* _Task directions_: Every line below is to be copied exactly, with the pictures left out.

(Stored data entries)

Content starts

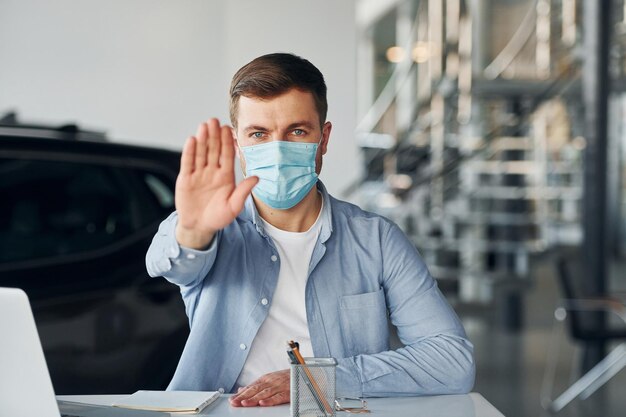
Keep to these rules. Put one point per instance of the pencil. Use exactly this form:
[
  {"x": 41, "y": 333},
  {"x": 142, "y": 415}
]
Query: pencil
[{"x": 317, "y": 392}]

Content ends

* _Answer space_:
Keep to these rules. Put one point per instance of the pencil. Use exactly this form:
[
  {"x": 41, "y": 333},
  {"x": 142, "y": 415}
]
Query: pencil
[{"x": 317, "y": 392}]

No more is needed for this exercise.